## Exercise details
Only the lines from the one containing "Target: dark stone face" through the end of the entries are to be copied, exactly and without pictures, please.

## Point localization data
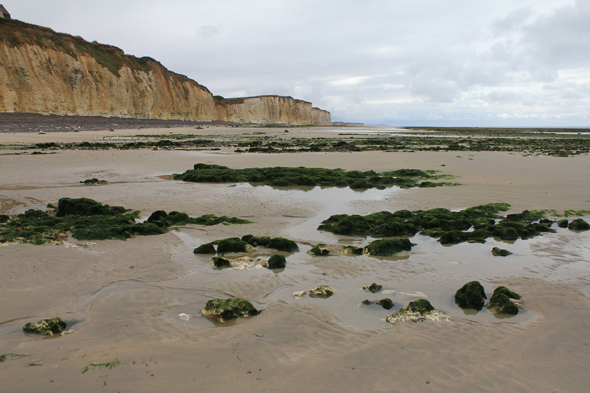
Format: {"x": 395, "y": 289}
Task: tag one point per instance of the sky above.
{"x": 481, "y": 63}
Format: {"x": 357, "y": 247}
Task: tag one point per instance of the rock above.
{"x": 232, "y": 308}
{"x": 387, "y": 247}
{"x": 386, "y": 303}
{"x": 579, "y": 225}
{"x": 47, "y": 327}
{"x": 421, "y": 306}
{"x": 499, "y": 252}
{"x": 276, "y": 261}
{"x": 322, "y": 291}
{"x": 373, "y": 288}
{"x": 501, "y": 303}
{"x": 471, "y": 295}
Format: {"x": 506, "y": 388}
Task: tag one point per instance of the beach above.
{"x": 123, "y": 298}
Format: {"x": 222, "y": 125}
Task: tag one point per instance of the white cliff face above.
{"x": 46, "y": 72}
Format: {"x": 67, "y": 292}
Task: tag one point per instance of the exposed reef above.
{"x": 87, "y": 219}
{"x": 300, "y": 176}
{"x": 232, "y": 308}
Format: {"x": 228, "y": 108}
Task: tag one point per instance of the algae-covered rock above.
{"x": 499, "y": 252}
{"x": 47, "y": 327}
{"x": 319, "y": 250}
{"x": 507, "y": 292}
{"x": 501, "y": 303}
{"x": 207, "y": 248}
{"x": 421, "y": 306}
{"x": 276, "y": 261}
{"x": 471, "y": 295}
{"x": 322, "y": 291}
{"x": 387, "y": 247}
{"x": 232, "y": 308}
{"x": 373, "y": 288}
{"x": 579, "y": 225}
{"x": 386, "y": 303}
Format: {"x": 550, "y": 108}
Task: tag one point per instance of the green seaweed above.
{"x": 387, "y": 247}
{"x": 471, "y": 295}
{"x": 228, "y": 309}
{"x": 276, "y": 261}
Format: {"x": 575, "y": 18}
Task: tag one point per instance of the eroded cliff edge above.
{"x": 42, "y": 71}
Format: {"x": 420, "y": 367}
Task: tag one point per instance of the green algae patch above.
{"x": 373, "y": 288}
{"x": 300, "y": 176}
{"x": 499, "y": 252}
{"x": 228, "y": 309}
{"x": 93, "y": 181}
{"x": 471, "y": 295}
{"x": 502, "y": 303}
{"x": 579, "y": 225}
{"x": 277, "y": 261}
{"x": 386, "y": 303}
{"x": 87, "y": 219}
{"x": 388, "y": 247}
{"x": 46, "y": 327}
{"x": 322, "y": 291}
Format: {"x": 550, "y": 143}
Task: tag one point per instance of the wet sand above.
{"x": 123, "y": 298}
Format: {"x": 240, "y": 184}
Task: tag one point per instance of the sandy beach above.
{"x": 123, "y": 298}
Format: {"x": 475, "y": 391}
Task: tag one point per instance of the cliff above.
{"x": 270, "y": 110}
{"x": 42, "y": 71}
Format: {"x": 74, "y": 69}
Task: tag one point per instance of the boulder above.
{"x": 47, "y": 327}
{"x": 499, "y": 252}
{"x": 322, "y": 291}
{"x": 232, "y": 308}
{"x": 471, "y": 295}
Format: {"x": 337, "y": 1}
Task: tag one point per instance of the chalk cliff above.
{"x": 42, "y": 71}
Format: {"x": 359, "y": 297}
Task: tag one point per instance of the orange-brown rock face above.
{"x": 47, "y": 72}
{"x": 270, "y": 110}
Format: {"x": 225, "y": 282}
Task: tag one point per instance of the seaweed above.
{"x": 499, "y": 252}
{"x": 579, "y": 225}
{"x": 387, "y": 247}
{"x": 301, "y": 176}
{"x": 471, "y": 295}
{"x": 373, "y": 288}
{"x": 228, "y": 309}
{"x": 47, "y": 327}
{"x": 276, "y": 261}
{"x": 87, "y": 219}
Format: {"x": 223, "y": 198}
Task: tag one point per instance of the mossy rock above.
{"x": 232, "y": 308}
{"x": 232, "y": 244}
{"x": 47, "y": 327}
{"x": 386, "y": 303}
{"x": 499, "y": 252}
{"x": 387, "y": 247}
{"x": 507, "y": 292}
{"x": 220, "y": 262}
{"x": 421, "y": 306}
{"x": 322, "y": 291}
{"x": 276, "y": 261}
{"x": 579, "y": 225}
{"x": 471, "y": 295}
{"x": 373, "y": 288}
{"x": 319, "y": 250}
{"x": 502, "y": 304}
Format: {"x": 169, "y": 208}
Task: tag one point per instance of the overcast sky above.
{"x": 410, "y": 62}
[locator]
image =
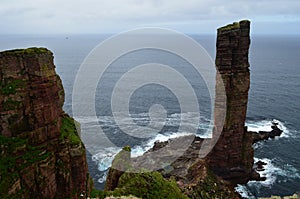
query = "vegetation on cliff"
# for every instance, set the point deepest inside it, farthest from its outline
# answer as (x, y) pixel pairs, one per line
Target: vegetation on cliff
(42, 155)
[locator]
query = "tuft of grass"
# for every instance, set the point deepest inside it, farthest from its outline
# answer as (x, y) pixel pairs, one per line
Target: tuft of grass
(68, 130)
(9, 86)
(33, 50)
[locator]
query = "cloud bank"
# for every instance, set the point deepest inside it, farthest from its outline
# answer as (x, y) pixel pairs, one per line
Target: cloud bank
(189, 16)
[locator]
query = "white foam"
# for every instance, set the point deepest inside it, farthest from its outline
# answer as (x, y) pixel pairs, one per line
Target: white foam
(105, 157)
(265, 125)
(244, 192)
(271, 172)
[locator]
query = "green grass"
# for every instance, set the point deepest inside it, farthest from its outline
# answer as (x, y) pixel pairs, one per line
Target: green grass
(145, 185)
(68, 130)
(10, 86)
(33, 50)
(16, 154)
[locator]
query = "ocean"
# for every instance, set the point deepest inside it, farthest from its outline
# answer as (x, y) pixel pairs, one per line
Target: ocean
(274, 95)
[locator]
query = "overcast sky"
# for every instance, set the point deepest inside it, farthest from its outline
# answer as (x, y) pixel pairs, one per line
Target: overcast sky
(113, 16)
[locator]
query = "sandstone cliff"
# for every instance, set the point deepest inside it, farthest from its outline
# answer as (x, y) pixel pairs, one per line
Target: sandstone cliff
(42, 155)
(232, 156)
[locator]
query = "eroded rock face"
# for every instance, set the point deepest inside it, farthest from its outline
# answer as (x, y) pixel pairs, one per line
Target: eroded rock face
(41, 153)
(232, 156)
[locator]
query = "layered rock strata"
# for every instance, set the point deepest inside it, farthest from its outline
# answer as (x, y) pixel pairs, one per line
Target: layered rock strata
(42, 155)
(232, 156)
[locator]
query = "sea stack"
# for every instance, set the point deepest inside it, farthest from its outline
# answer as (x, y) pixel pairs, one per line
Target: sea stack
(232, 156)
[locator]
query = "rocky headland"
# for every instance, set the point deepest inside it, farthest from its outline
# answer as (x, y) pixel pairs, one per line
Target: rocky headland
(42, 155)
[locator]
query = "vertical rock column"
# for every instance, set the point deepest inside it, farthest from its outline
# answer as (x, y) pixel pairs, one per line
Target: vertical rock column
(232, 156)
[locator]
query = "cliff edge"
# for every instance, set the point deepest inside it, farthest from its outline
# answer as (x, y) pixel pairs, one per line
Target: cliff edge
(42, 155)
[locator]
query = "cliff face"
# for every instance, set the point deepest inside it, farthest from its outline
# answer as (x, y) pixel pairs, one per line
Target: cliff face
(232, 156)
(42, 155)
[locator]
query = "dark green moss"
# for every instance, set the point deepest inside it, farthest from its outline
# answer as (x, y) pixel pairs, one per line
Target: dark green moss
(9, 86)
(17, 154)
(127, 148)
(148, 185)
(10, 104)
(68, 130)
(235, 25)
(33, 50)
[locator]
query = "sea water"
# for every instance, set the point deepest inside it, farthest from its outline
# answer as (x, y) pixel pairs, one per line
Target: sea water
(274, 95)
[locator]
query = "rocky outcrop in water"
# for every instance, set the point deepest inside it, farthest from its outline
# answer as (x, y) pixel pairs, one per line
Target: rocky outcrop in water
(42, 155)
(232, 156)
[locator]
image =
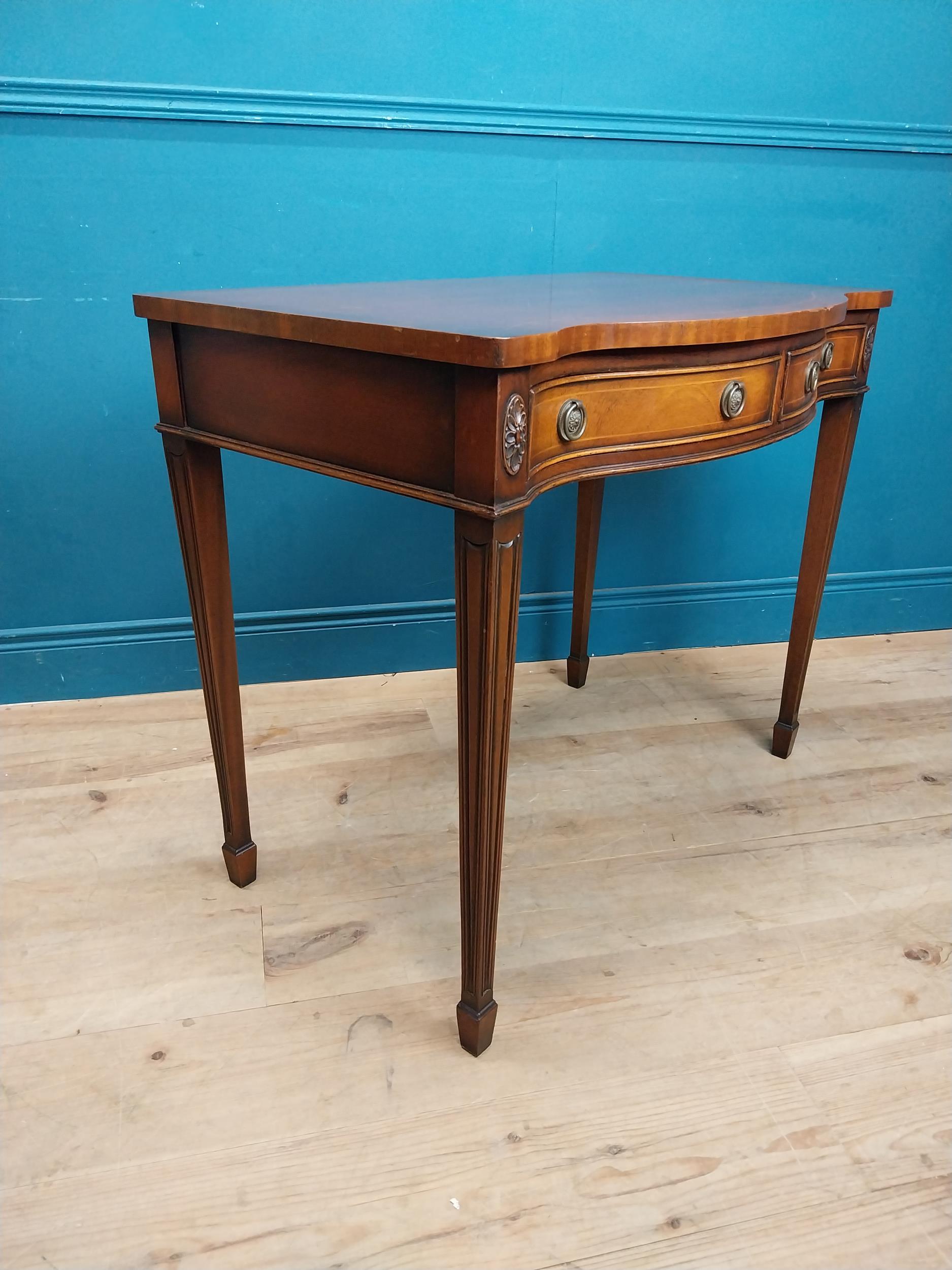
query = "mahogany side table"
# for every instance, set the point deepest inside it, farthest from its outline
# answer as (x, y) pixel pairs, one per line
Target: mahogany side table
(479, 394)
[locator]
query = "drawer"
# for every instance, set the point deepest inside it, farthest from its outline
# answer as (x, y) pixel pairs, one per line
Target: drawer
(852, 346)
(650, 407)
(801, 380)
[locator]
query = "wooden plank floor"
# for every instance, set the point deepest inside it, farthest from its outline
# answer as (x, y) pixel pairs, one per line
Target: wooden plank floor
(723, 1033)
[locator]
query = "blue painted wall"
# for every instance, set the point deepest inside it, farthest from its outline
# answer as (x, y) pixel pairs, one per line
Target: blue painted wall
(794, 140)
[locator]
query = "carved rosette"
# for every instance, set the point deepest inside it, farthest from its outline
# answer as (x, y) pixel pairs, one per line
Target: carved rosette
(867, 347)
(516, 431)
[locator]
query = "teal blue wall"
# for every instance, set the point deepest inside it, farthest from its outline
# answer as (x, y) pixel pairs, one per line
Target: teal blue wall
(237, 143)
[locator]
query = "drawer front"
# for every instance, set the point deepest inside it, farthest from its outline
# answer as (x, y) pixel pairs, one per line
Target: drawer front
(651, 407)
(801, 380)
(847, 350)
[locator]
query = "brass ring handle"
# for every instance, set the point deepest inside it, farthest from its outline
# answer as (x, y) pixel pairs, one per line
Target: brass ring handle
(733, 399)
(572, 420)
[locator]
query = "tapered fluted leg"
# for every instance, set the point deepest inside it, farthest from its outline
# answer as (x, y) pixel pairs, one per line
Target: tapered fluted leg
(587, 524)
(834, 449)
(194, 473)
(488, 564)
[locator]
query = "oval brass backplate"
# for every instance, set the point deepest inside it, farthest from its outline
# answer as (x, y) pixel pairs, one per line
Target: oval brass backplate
(572, 420)
(733, 399)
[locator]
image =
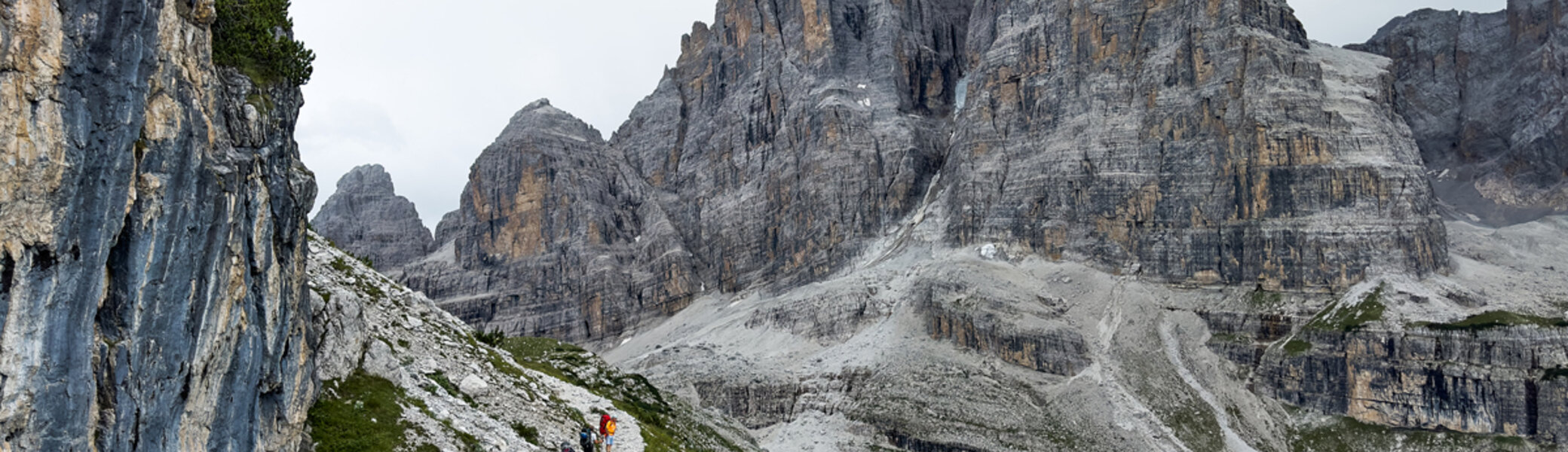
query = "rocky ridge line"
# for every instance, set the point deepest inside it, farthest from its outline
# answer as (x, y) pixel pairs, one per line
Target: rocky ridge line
(152, 237)
(367, 217)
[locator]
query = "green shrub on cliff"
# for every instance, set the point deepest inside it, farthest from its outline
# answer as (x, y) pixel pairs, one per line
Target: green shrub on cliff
(253, 36)
(358, 413)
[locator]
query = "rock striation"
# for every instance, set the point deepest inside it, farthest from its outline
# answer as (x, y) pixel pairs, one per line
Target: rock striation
(1202, 143)
(556, 236)
(152, 237)
(367, 217)
(1484, 96)
(1192, 142)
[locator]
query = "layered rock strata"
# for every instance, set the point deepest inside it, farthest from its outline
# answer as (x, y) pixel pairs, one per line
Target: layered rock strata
(1484, 96)
(556, 237)
(1190, 142)
(367, 217)
(1499, 380)
(1200, 142)
(151, 237)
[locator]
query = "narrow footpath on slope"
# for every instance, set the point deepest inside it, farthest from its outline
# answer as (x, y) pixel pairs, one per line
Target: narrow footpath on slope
(628, 435)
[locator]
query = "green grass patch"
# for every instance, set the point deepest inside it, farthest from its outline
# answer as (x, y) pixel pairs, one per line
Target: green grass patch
(452, 389)
(1352, 317)
(532, 435)
(1496, 319)
(358, 413)
(662, 424)
(253, 36)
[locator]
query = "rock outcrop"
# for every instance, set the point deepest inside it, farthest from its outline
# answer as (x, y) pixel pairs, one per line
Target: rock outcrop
(367, 217)
(381, 341)
(152, 237)
(556, 237)
(1192, 143)
(1187, 142)
(1484, 96)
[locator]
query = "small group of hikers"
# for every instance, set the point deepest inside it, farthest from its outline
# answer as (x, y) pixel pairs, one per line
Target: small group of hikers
(586, 438)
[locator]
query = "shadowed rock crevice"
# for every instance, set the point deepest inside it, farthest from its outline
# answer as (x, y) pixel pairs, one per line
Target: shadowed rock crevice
(155, 218)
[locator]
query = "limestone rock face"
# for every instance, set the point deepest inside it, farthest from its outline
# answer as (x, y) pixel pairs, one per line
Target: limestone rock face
(1183, 140)
(477, 396)
(1189, 142)
(151, 237)
(1498, 382)
(367, 217)
(1202, 142)
(1484, 96)
(556, 237)
(791, 130)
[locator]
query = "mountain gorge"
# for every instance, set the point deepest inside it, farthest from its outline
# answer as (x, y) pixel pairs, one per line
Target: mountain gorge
(847, 221)
(836, 224)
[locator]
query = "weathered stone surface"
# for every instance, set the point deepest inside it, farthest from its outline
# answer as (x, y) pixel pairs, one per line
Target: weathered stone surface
(367, 217)
(791, 130)
(556, 237)
(1192, 142)
(473, 396)
(1502, 380)
(151, 237)
(1203, 142)
(1485, 99)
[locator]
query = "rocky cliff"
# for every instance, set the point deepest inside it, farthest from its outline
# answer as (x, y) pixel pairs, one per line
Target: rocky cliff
(151, 237)
(1200, 143)
(1484, 96)
(402, 374)
(367, 217)
(556, 237)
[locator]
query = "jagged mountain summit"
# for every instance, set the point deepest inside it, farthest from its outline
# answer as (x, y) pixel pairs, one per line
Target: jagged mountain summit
(152, 236)
(1190, 143)
(367, 217)
(1485, 98)
(1122, 224)
(556, 237)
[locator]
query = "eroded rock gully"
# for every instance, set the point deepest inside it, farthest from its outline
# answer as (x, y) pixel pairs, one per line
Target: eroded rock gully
(151, 237)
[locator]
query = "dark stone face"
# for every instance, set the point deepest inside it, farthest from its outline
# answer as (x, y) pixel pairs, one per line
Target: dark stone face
(1186, 142)
(366, 217)
(159, 289)
(1482, 95)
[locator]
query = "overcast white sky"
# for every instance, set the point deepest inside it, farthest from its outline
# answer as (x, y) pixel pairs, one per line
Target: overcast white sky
(422, 87)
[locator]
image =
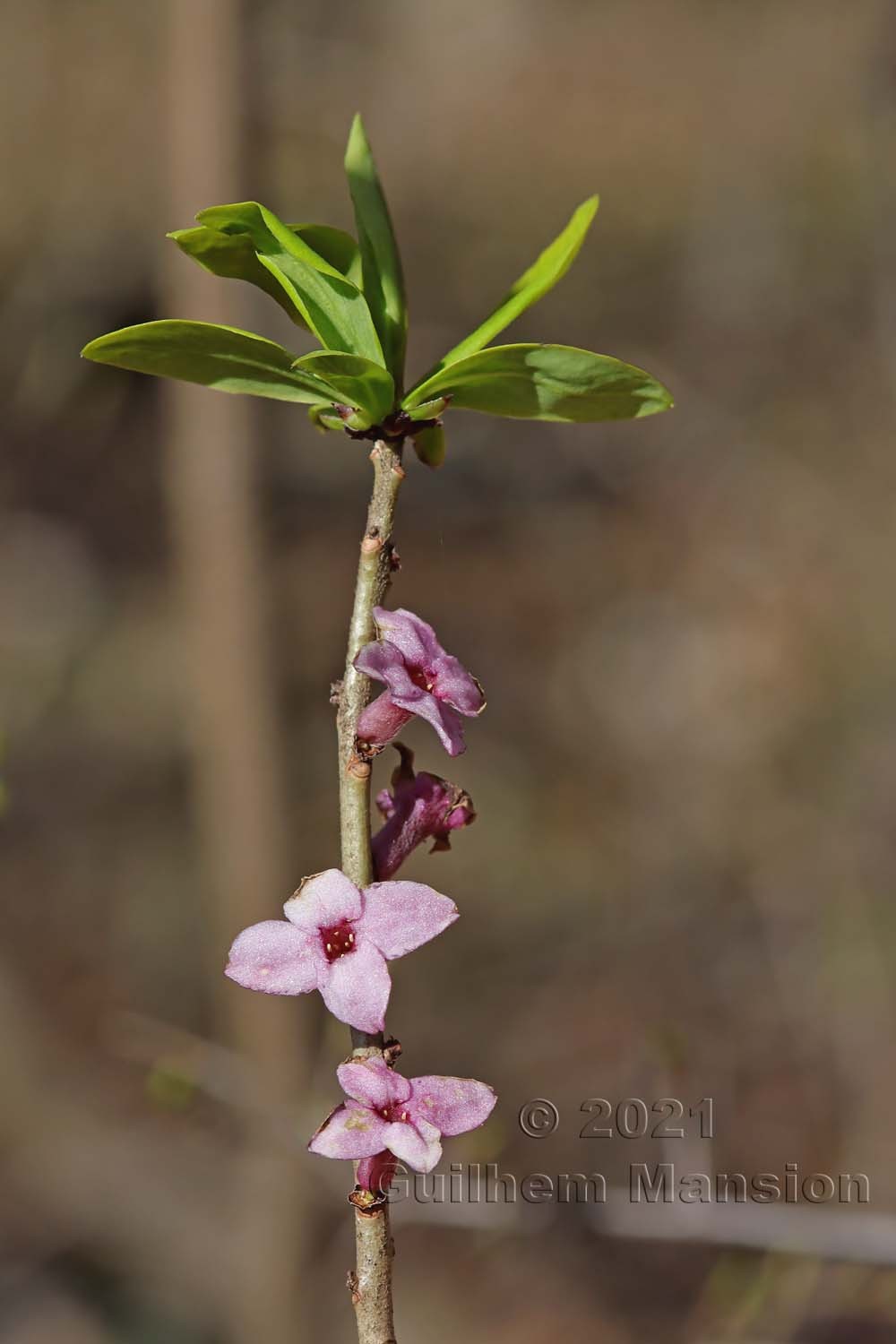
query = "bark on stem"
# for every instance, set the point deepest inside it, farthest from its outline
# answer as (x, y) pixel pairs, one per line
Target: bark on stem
(371, 1284)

## Problem solution
Target: dark stone face
(1186, 142)
(366, 217)
(159, 289)
(1482, 95)
[locator]
query = "overcast white sky"
# for every instance, set the point deepest inside it, farthest from its outline
# answer as (x, y) pixel pairs, one per line
Target: overcast white sky
(422, 87)
[locator]
image =
query = "bark on stem"
# for every instance, set the point deepest inside it, farthest from its outline
# answer as (x, y) pixel pairs, one per line
Target: bark on stem
(371, 1284)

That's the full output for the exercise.